> **Source text**
The torsion bar adjustment signal 124 may also be transmitted to
another, non-depicted unit or device which performs the same
function. In the depicted embodiment, the deflection, strain, or
torque signal 122 travels from the detection unit 116 in the
direction of the arrow representing the deflection, strain, or
torque signal 122 in FIG. 1 toward the controller 108.
[0024] In a preferred embodiment, the controller 108 generates the
torsion bar adjustment signal 124 based on one or more parameters
pertaining to operation of the vehicle. For example, in one such
embodiment the controller 108 generates the torsion bar adjustment
signal 124 based upon values of vehicle speed, vehicle
acceleration, and/or steering wheel 102 displacement which, as
referenced above, the controller 108 may receive from one or more
non-depicted sensors and/or other sources. Other parameters may
also be used. The controller 108 transmits the torsion bar
adjustment signal 124 to the torsion bar adjuster 118. It will be
appreciated that the parameters used in connection with the
steering assist signal 120 may differ from those used in connection
with the torsion bar adjustment signal 124.

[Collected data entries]
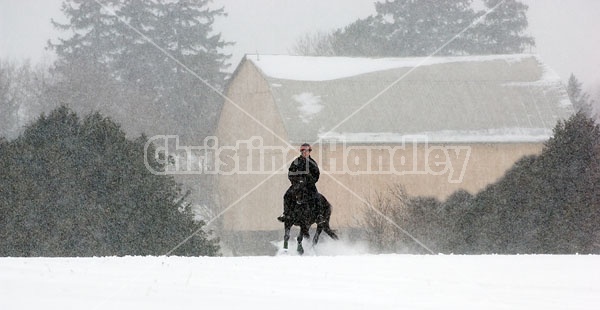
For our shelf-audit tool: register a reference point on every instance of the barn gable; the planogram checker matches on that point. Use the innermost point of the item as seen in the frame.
(498, 98)
(498, 107)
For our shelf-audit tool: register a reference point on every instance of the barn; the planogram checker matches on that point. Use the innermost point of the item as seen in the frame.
(433, 125)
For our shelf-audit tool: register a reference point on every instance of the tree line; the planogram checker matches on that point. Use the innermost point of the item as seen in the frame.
(547, 203)
(79, 187)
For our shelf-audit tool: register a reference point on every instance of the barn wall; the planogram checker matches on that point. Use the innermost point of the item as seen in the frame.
(241, 137)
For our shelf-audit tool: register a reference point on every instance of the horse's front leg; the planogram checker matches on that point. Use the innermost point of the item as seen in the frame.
(303, 232)
(317, 233)
(286, 234)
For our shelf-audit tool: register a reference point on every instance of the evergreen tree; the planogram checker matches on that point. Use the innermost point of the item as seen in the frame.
(403, 28)
(74, 187)
(156, 57)
(502, 31)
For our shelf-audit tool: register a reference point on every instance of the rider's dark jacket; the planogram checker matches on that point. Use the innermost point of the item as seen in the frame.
(304, 169)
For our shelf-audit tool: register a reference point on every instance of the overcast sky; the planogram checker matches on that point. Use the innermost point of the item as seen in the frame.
(566, 31)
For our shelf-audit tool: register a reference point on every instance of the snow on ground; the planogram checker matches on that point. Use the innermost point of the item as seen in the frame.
(300, 282)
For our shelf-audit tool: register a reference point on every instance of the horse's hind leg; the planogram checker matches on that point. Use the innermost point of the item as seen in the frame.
(317, 233)
(303, 232)
(286, 235)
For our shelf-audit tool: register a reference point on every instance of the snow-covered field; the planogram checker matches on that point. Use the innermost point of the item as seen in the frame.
(308, 282)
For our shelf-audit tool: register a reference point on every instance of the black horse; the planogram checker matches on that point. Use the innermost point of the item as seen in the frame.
(304, 210)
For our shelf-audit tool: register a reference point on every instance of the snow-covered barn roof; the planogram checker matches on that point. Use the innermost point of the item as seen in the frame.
(498, 98)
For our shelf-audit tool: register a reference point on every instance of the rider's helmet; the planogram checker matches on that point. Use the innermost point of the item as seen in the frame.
(305, 146)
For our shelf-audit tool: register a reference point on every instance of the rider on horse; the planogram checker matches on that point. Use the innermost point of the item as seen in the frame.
(303, 169)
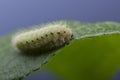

> **Exercise task 1**
According to the torsion bar text, which component receives the torsion bar adjustment signal 124 from the controller 108?
> **Exercise task 2**
Rewrite the rows from the line containing "the snow-covered field;" through the end of the rows, replacing "planogram checker" with "layout validator" and keeping everything else unchanged. Omit the pictures from your answer.

> **Full answer 1**
The torsion bar adjuster 118.

> **Full answer 2**
For our shelf-audit tool: register a reference point on every instance of the snow-covered field; the layout validator matches on that point. Use the innermost point of the item as seen in the frame.
(308, 282)
For our shelf-audit tool: register a reference point on every instance of the black horse; the layout validator matches on that point. Use the innermost point of the item as seen in the frame.
(304, 210)
For our shelf-audit tool: register a reference point on every instance of the snow-covered barn roof; the layout validator matches on that point. Use the innermost point of the item as seen in the frame.
(498, 98)
For our shelf-audit tool: register a reference point on every instance of the rider's helmet; the layout validator matches on that point. Use the innermost point of the item as seen in the frame.
(305, 146)
For our shelf-audit tool: register a reference point on every instance of the rider on horse; the layout validator matches on that point. Use the innermost point of the item as seen in the frame.
(303, 169)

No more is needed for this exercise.